**WORK TO DO**
Emit the data below verbatim, stripping out any pictures.

**RECORDS PROVIDED**

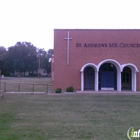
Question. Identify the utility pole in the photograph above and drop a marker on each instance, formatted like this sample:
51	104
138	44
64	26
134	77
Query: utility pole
38	65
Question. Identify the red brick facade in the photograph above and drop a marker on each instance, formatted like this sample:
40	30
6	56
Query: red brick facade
92	46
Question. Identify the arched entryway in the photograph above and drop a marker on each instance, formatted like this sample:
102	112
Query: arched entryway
107	77
89	78
126	79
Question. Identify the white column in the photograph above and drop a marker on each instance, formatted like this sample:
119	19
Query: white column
96	81
118	80
134	81
82	81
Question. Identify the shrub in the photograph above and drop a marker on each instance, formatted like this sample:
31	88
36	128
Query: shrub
58	90
70	89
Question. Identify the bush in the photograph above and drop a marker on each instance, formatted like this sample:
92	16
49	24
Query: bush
58	90
70	89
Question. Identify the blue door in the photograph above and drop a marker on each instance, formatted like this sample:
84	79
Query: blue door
89	78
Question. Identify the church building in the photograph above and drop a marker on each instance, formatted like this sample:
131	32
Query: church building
96	59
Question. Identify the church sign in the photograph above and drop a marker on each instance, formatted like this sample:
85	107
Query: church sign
122	45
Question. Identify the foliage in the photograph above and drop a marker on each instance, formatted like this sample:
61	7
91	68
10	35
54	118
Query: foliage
70	89
24	57
58	90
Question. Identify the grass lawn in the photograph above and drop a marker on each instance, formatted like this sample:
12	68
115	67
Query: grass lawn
68	117
15	84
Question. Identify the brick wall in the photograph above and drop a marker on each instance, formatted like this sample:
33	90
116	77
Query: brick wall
67	75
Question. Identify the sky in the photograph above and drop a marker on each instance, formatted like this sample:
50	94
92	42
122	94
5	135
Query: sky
35	20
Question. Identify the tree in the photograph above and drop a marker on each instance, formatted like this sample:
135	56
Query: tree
23	56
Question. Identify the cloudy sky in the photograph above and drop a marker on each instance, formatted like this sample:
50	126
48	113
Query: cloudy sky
35	20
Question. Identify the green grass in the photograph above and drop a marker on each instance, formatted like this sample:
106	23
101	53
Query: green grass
15	84
68	117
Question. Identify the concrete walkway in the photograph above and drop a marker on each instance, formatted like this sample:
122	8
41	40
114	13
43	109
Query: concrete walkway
81	93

**SOLUTION FOR THIS PROBLEM**
Question. Identify the utility pole in the photograph above and drop a marker on each instance, formatted like this sample:
51	104
138	44
64	26
134	77
Query: utility pole
38	65
Question. Identify the red brick facade in the photograph above and drop a marker on each instance, formatted like this sample:
40	30
6	56
Query: red brick facade
92	46
Question. Identify the arched entryway in the photograph above and drop a marker on each instance, formatted like this sample:
102	112
Query: arched entryway
107	77
89	78
126	79
Question. Identify the white column in the photograph above and drop a marker on each instance, formatted like this sample:
119	19
Query: white column
96	81
118	80
134	81
82	81
Question. Identify the shrub in the photograph above and drop a marker on each instance, formatted like this sample:
31	88
36	128
Query: shrub
58	90
70	89
Question. Identify the bush in the photograph above and drop a marker on each instance, formatted like this sample:
92	16
49	24
Query: bush
58	90
70	89
Question. Identify the blue door in the photograph above and drop a marker on each instance, formatted like this sample:
84	79
Query: blue door
89	78
Question. Identify the church building in the photograph above and drop a marker on each instance, formatted like this sample:
131	32
Query: church building
96	59
Question. Identify the church sign in the photograph above and drop a marker on each instance, formatted like this sample:
85	107
Query: church sign
122	45
Question. Identify the foliage in the photograph above and drop a marker on each instance, formatted like this sample:
61	7
91	68
10	35
54	118
Query: foliage
70	89
24	57
58	90
Question. Identify the grass lawn in the photograph above and drop a marker on each instance, formatted like this sample:
12	68
115	67
Query: grass lawn
68	117
15	84
Question. Identify the brick wall in the photograph above and drop a marker on each instance, formatted like this sample:
33	90
116	77
Query: brick wall
67	75
Question. Identify the sky in the photograph above and drop a marker on each instance, formatted like this sample:
50	94
92	42
122	94
5	135
Query: sky
35	20
Question. Identify the tree in the photograph above and drop a marker on each instance, formatted like this sample:
135	56
Query: tree
23	56
Question. Identify the cloudy sky in the photograph above and drop a marker on each instance, formatted like this sample:
50	126
48	113
Query: cloudy sky
35	20
Question. Identify the green grass in the photograph above and drop a marker on each instance, formatted like this sample:
106	23
101	53
Query: green grass
15	84
68	117
Question. Identify the concrete walkway in the photograph above and drop a marker on each instance, formatted like this sample:
122	8
41	40
114	13
43	109
Query: concrete walkway
81	93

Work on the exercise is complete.